[Data from a point labeling set]
------------

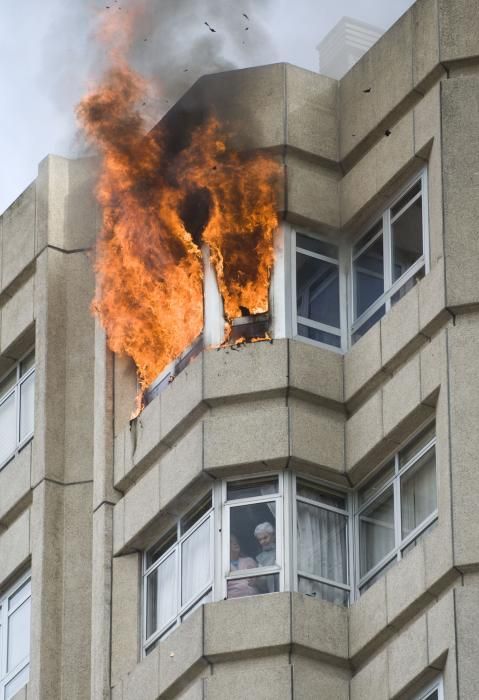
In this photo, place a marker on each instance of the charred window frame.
(395, 507)
(434, 691)
(17, 399)
(178, 573)
(390, 257)
(15, 613)
(319, 291)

------------

Please change the data above by replacing "charred window frame" with "burned window frame" and keeping everything else the same. Leave the pictures out of your answer.

In this photo, place a marker on each instance of the burned window frame.
(395, 507)
(434, 691)
(17, 399)
(178, 573)
(390, 257)
(15, 613)
(319, 291)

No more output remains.